■ **TEXT SECTION**:

══════

Search code examples
pythonpandasloops

For loop in Pandas allows applying some changes to the df whereas discarding others


When having multiple df's to which similar changes need to be made I usually tend to use a for loop as a quick solution to avoid repetitive work.

I understand that the df change happening in the loop is being applied to a copy. So for some methods I can overcome that with the 'inplace' parameter where available. Unfortunately for things like filtering I don't seem to have such an option. Below are examples of a code where I try to filter on rows where the date is higher or equal then the variable 'now'. Regarding the same filtering outside of the loop it will work correctly so it's not the matter of incorrect dtype or lack of data to be filtered out. Below are my code examples and would like to learn if the incorrect result is due to my poor knowledge or there are specific limitations and if so how do more experience users tackle this:

original code:

now = pd.to_datetime(date.today(), format='%Y%m%d')

for df in df_list:
    df.dropna(how='all', axis=1, inplace=True)
    df['Valid From Converted'] = pd.to_datetime(df['Valid From'], format='%Y%m%d')

══════

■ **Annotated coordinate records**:

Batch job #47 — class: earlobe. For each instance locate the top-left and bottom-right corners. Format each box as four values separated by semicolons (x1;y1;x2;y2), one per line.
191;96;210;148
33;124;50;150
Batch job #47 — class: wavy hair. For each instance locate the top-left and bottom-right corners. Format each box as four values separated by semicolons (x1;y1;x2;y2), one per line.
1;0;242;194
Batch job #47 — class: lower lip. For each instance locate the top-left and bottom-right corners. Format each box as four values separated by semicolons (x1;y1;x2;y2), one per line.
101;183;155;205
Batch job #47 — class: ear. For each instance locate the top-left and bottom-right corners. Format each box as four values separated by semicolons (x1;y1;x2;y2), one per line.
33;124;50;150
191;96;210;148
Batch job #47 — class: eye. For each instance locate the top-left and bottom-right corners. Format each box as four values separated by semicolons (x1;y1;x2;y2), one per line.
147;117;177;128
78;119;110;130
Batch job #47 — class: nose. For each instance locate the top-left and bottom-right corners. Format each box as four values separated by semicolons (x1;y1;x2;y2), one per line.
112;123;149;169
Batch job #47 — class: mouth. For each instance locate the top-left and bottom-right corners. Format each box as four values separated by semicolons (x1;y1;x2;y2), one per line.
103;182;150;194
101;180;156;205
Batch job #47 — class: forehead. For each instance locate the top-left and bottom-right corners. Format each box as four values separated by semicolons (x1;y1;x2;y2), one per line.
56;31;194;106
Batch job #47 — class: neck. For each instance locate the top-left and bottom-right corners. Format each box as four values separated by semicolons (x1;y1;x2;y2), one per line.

══════

■ **JOBS**:
(a) Answer these questions about the pandas loop question:
(i) Which parameter does the writer use, where available, to overcome the change being applied to a copy?
(ii) Against which variable are the dates compared when filtering rows?
(iii) What format string is passed to pd.to_datetime in the original code?
(b) Write out again the lines of the listing between the line holding "Batch job #47 — class: nose." and the line holding "101;180;156;205", inclusive, with the requests unchanged and 116 added to every coordinate in the answers. Give only those lines.

■ **ANSWERS IN ORDER**:
(a)
(i) The 'inplace' parameter.
(ii) The variable 'now'.
(iii) '%Y%m%d'

(b)
Batch job #47 — class: nose. For each instance locate the top-left and bottom-right corners. Format each box as four values separated by semicolons (x1;y1;x2;y2), one per line.
228;239;265;285
Batch job #47 — class: mouth. For each instance locate the top-left and bottom-right corners. Format each box as four values separated by semicolons (x1;y1;x2;y2), one per line.
219;298;266;310
217;296;272;321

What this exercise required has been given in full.